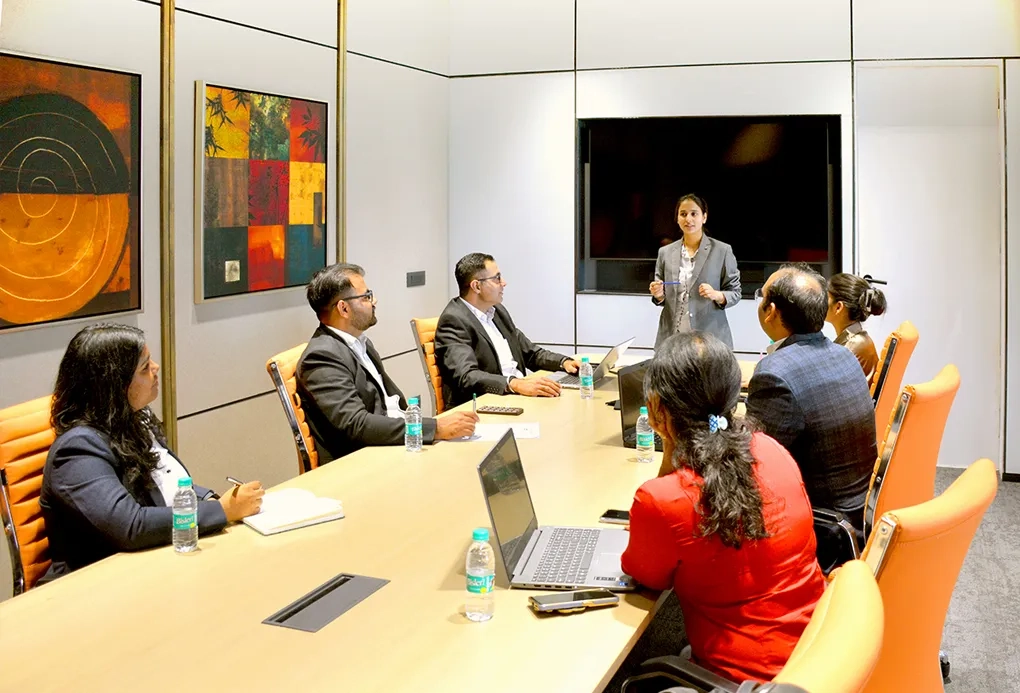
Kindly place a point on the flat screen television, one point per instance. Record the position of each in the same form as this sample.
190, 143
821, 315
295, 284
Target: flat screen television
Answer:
772, 185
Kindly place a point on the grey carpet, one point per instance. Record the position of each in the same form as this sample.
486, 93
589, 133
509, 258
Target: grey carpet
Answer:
982, 628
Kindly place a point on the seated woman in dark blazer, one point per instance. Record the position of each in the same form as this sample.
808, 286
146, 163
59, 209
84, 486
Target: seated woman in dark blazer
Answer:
109, 481
853, 300
727, 523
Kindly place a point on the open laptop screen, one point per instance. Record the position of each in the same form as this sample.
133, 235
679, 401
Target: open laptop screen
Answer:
631, 384
508, 499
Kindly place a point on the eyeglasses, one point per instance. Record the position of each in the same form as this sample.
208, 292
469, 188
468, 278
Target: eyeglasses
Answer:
369, 295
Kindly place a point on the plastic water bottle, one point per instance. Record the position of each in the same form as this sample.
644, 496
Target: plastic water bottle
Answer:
185, 517
646, 438
480, 571
412, 426
587, 383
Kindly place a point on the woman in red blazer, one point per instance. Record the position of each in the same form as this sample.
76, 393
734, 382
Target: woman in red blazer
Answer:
727, 523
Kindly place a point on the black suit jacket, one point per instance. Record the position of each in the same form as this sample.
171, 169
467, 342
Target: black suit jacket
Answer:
467, 358
343, 403
90, 514
812, 396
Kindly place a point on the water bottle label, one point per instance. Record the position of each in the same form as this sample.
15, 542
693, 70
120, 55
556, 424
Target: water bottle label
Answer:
480, 584
185, 521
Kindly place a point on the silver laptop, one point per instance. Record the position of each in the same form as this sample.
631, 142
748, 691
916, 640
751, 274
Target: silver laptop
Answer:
545, 557
573, 382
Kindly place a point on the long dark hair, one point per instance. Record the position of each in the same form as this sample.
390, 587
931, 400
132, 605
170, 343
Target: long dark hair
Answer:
696, 376
862, 299
92, 390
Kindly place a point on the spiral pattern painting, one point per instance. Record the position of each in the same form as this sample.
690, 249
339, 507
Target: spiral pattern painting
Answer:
68, 192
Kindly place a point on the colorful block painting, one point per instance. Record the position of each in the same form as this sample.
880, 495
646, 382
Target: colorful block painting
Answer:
69, 181
262, 206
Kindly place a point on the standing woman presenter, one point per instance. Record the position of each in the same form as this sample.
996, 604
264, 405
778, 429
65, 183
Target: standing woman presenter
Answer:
696, 278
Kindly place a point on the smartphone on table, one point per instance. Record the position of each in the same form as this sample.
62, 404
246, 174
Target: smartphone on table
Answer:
572, 601
615, 517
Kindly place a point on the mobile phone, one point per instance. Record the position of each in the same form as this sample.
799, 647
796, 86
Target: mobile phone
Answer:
615, 517
572, 601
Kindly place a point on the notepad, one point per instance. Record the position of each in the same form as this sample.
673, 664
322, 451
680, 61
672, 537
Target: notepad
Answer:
293, 508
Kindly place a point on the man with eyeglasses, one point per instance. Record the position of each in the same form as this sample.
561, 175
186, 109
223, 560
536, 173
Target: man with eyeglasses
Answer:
814, 399
349, 400
479, 349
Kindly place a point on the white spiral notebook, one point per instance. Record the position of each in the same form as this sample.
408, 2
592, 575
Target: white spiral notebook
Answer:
293, 508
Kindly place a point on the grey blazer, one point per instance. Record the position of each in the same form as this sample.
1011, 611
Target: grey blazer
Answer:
90, 514
714, 264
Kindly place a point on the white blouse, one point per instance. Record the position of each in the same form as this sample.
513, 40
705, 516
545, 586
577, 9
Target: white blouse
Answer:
167, 473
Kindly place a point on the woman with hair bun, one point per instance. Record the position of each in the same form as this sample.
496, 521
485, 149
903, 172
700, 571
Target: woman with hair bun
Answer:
727, 523
852, 301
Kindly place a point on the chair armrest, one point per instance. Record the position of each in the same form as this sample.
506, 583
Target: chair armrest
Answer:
832, 517
682, 672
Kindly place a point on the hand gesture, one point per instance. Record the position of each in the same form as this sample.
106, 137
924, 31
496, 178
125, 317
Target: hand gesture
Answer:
456, 425
242, 501
536, 387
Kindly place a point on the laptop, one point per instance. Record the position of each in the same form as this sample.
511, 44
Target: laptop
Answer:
631, 383
572, 382
545, 557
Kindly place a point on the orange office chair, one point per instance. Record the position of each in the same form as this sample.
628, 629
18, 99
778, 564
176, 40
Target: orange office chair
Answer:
283, 369
836, 652
916, 554
891, 365
905, 472
424, 336
26, 438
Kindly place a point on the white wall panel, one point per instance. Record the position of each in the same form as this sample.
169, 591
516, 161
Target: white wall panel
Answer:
643, 33
935, 29
512, 192
310, 19
397, 192
413, 33
222, 346
121, 35
1013, 263
930, 223
248, 440
511, 37
722, 90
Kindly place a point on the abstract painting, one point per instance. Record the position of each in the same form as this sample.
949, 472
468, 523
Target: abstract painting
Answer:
69, 186
260, 191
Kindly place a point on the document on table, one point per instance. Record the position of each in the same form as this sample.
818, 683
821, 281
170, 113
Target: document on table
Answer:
494, 432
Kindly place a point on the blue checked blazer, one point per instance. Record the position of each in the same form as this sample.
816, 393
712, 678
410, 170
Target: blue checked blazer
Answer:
812, 396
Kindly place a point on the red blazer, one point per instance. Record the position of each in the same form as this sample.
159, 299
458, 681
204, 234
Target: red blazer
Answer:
744, 608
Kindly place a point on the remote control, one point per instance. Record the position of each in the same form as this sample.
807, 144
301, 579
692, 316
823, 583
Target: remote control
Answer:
506, 410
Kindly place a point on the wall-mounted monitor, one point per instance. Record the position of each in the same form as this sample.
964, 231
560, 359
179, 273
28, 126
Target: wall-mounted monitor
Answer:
771, 184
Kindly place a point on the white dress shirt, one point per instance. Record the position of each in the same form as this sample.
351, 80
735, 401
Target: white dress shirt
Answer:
167, 473
507, 363
359, 345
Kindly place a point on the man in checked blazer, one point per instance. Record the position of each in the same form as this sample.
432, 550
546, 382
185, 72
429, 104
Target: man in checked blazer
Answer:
812, 396
348, 398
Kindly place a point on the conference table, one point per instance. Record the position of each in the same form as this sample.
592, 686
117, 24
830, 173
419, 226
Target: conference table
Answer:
156, 621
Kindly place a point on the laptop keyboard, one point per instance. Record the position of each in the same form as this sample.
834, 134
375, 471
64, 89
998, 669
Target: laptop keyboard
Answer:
567, 556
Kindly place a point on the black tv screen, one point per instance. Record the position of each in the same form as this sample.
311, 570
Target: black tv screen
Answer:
771, 185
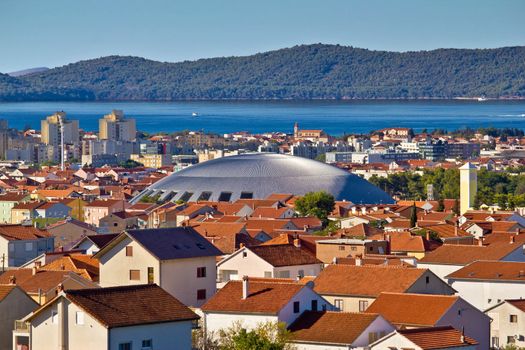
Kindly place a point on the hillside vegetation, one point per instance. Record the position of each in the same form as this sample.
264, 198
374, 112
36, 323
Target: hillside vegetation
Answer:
301, 72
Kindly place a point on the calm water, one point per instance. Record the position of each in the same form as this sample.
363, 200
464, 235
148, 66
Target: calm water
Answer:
334, 117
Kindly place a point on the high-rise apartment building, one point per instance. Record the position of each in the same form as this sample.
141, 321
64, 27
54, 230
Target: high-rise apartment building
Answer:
115, 127
50, 129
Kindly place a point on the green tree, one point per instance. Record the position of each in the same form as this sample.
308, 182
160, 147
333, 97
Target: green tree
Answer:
319, 204
266, 336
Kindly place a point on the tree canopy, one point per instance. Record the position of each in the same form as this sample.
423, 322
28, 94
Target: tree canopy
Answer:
319, 204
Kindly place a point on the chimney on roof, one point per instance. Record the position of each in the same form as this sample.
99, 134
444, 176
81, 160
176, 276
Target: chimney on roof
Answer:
245, 287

++++

WHAT YOU ARE ASKED TO DO> A faithful copy of the records above is needed, with the pictures left out.

SOLUTION TO THE PROBLEM>
Kindly place a point on the flat screen television, one point per instance. Record the position of each in the same form as this sample.
190, 143
821, 315
295, 284
Target: flat screen television
Answer:
772, 185
Kindly place a point on the grey carpet, one point per instance. Record the position of each in the same form as this sample.
486, 93
589, 133
509, 258
Target: grey carpet
Answer:
982, 628
Kindly place a point on the seated woman in dark blazer, one point per instance. Record the position of each in the same form as this sample.
808, 286
146, 163
59, 209
84, 486
Target: seated woman in dark blazer
Answer:
109, 481
853, 300
727, 523
Kindly place a point on the open laptop screen, one point per instance. Record the position of each in the same form as this sample.
133, 235
679, 401
Target: open laptop screen
Answer:
631, 384
508, 499
Kindly place a point on the eyeglasses, one point per instance. Record the position of each in the same form as this sample.
208, 292
469, 188
468, 278
Target: eyeglasses
Answer:
369, 295
Kindly place a point on the plastic water bottle, one point per instance. Record the position of each in the same form as this sample.
644, 496
Target: plastic water bottle
Answer:
185, 517
646, 438
480, 571
412, 426
587, 383
Kindly place a point on the woman in red blazer, one point per instance. Record the position of each in the same form as this sample.
76, 393
734, 382
Target: woman in red blazer
Answer:
727, 523
Kindly place a point on the black suit jacket, one point per instance. Record the position of each in the same form as this sample.
171, 169
467, 342
Target: black suit jacket
Answer:
467, 358
343, 403
90, 514
812, 396
Kindly place a point on the water bottle label, one point per instance. Record the position of each in the same form as this sample.
15, 542
693, 70
120, 55
556, 424
Target: water bottle label
Answer:
480, 584
185, 521
Kindly place a point on the silver laptop, one point per instance. Record the position of each in the same form as this sample.
631, 142
748, 691
916, 640
751, 274
Target: silver laptop
Answer:
545, 557
573, 382
Kindly place a point on the long dark hair, one point per instance. Record the position of each in the same form as this sample.
390, 587
931, 400
132, 605
170, 343
Target: long dark hair
Answer:
696, 376
862, 299
92, 390
Kindly place a point on the spiral pattern painting, one point per instance. Record the position of each in the same form as this sample.
690, 249
339, 507
Target: spiral pattern painting
Answer:
68, 192
Kindly place a point on the colorful block painting, one point per instance. Record the position of each in the same form as this sample.
880, 495
646, 382
Target: colorful block painting
Answer:
69, 181
262, 206
Kindly place a point on the standing woman presenter, one point per instance. Record the position of each in the same form as this sample.
996, 604
264, 405
778, 429
65, 183
Target: standing woman presenter
Answer:
696, 278
Kindly place a point on the smartphone on table, one point per instance. Record the position of each in the same form as this sample.
62, 404
246, 174
Target: smartphone on table
Answer:
572, 601
615, 517
Kindly place a point on the mobile phone, one point per instance. Record the position of each in the same form as this sample.
799, 647
796, 86
Target: mobile phone
Answer:
615, 517
572, 601
Kindly place a point on the notepad, one point per instance. Record the position of each in the same form as this sample.
673, 664
322, 451
680, 61
672, 537
Target: notepad
Answer:
293, 508
Kindly place a point on the man with eyeglasses, one point per instance. Record the position of each in the same form as this sample.
561, 175
186, 109
223, 560
536, 173
Target: man with eyeglasses
Answer:
814, 399
349, 400
479, 349
Kindly place a point on the white spiral notebook, one point per instance. Record the position of each in the same form as this sample.
408, 2
592, 575
Target: white spiral notebook
Answer:
293, 508
Kindly place a point on the grey blazer, one point per instance. Record the position of each in the same form as this sample.
1011, 611
Target: grey blazer
Answer:
90, 514
714, 264
Kindly place a point on the white blouse, one point per instance. Record the position of each in the same form as this sample.
513, 40
705, 516
545, 586
577, 9
Target: white blouse
Answer:
167, 473
Kindly place a point on the woman with hair bun, one point per instance. Record the position of each in the same form as this sample.
496, 521
485, 149
903, 172
700, 571
Target: woman with hair bun
Answer:
727, 523
852, 301
Kindly place a point on the chair armrest, one point per instance. Record the position of each in the same form as this sample.
506, 583
Target: chair armrest
Answer:
832, 517
682, 672
Kindly place a point on the hand gesture, one point per instance. Record the position of each in the same form as this sample.
106, 137
924, 31
496, 178
125, 317
Target: hand gesture
Answer:
456, 425
242, 501
536, 387
Kindly place a point on the laptop, one point per instance. Record the position of each in the same form as this sample.
511, 44
Target: laptop
Answer:
631, 383
572, 382
545, 557
Kindly place a point on the orange office chair, one point per instance. Record the position of each in the same form as this sample.
628, 629
18, 99
778, 564
176, 40
Target: orange office chair
Answer:
283, 369
836, 652
916, 554
891, 365
905, 472
424, 336
26, 438
Kindly place a point on the white wall panel, one point per instance. Record the position of each in the same form as this sample.
169, 591
516, 161
Target: white wall panel
Answer:
643, 33
935, 29
512, 192
310, 19
397, 192
413, 33
222, 346
121, 35
1013, 263
930, 223
248, 440
511, 37
722, 90
Kindly place a point on the abstract painting, one point per instance. Record the position of each in the same form as this sample.
949, 472
468, 523
Target: abstract painting
Answer:
69, 186
260, 191
Kindly place a point on the document on table, one point per instance. Record the position of each in the same form as this sample.
818, 683
821, 281
170, 113
Target: document on table
Answer:
494, 432
Kindly place a point on the blue checked blazer, one point per instance. Record the position of each in the same form as this sample.
816, 393
712, 678
410, 170
Target: blue checked blazer
Answer:
812, 396
Kindly place a point on the red blazer, one point per instance. Record the position of each in the same form as this sample.
159, 299
458, 681
204, 234
Target: red blazer
Answer:
744, 608
Kindly place a point on the remote control, one point per instance. Record the position of each in the same form as this sample.
807, 144
301, 579
692, 316
823, 583
Target: remote control
Answer:
506, 410
Kindly place a point on the wall-mounted monitor, one point per instance. Record the position of each in the same form as this sample.
964, 231
560, 359
179, 273
28, 126
Target: wall-mounted monitor
Answer:
771, 184
Kindly place a point on the white dress shirt, one point per instance. Record the position of each in the same form as this sample.
351, 80
735, 401
Target: white dress shirt
Answer:
167, 473
507, 363
359, 345
Kindly place a point on the man in checked blazer, one point per instance. Record the position of each in the same form as this sample.
432, 550
546, 382
185, 72
429, 104
Target: man in checked blazer
Answer:
812, 396
348, 398
Kindly place a point on the conference table, one point per instance. Record the position of each in the same form as this sample.
592, 686
117, 24
830, 173
419, 226
Target: conference table
Answer:
156, 621
Kindly place a point on the laptop keyboard, one point per instance. Record the position of each in the same form as this sample.
834, 134
375, 471
64, 89
998, 669
Target: laptop keyboard
Answer:
567, 556
Kindly place a point on the black tv screen, one point per instance. Record the position of each in the same form as this sample.
311, 570
Target: black tv screen
Answer:
771, 185
Kindly place a point on the hillside vegetation, one point per instance. Record the position of each in the same form as this sample.
264, 198
374, 112
36, 323
Target: hillside vegetation
Answer:
301, 72
Kindly place a point on the calm water, one point per instance. Record the position of each in the same form as this sample.
363, 200
464, 235
148, 66
Target: calm water
Answer:
334, 117
Kindly place a point on the high-rise apartment building, one point per instance. Record the position of each in the same form as this sample.
141, 321
64, 27
54, 230
Target: high-rise apartment building
Answer:
115, 127
50, 129
Kindly place a point on the green tree, one point per instance. Record the position of each in the same form as this sample.
308, 182
160, 147
333, 97
Target: green tree
Answer:
319, 204
266, 336
Kindly place a point on the tree canopy, one point per instance. Record the position of each in the same form as this sample.
423, 322
28, 94
Target: tree canopy
Answer:
319, 204
Kindly place a point on the chimney on roof, one point per instance. Record the position of each in the same form as this sample.
99, 134
444, 176
81, 160
176, 276
Target: chimney on roof
Answer:
245, 287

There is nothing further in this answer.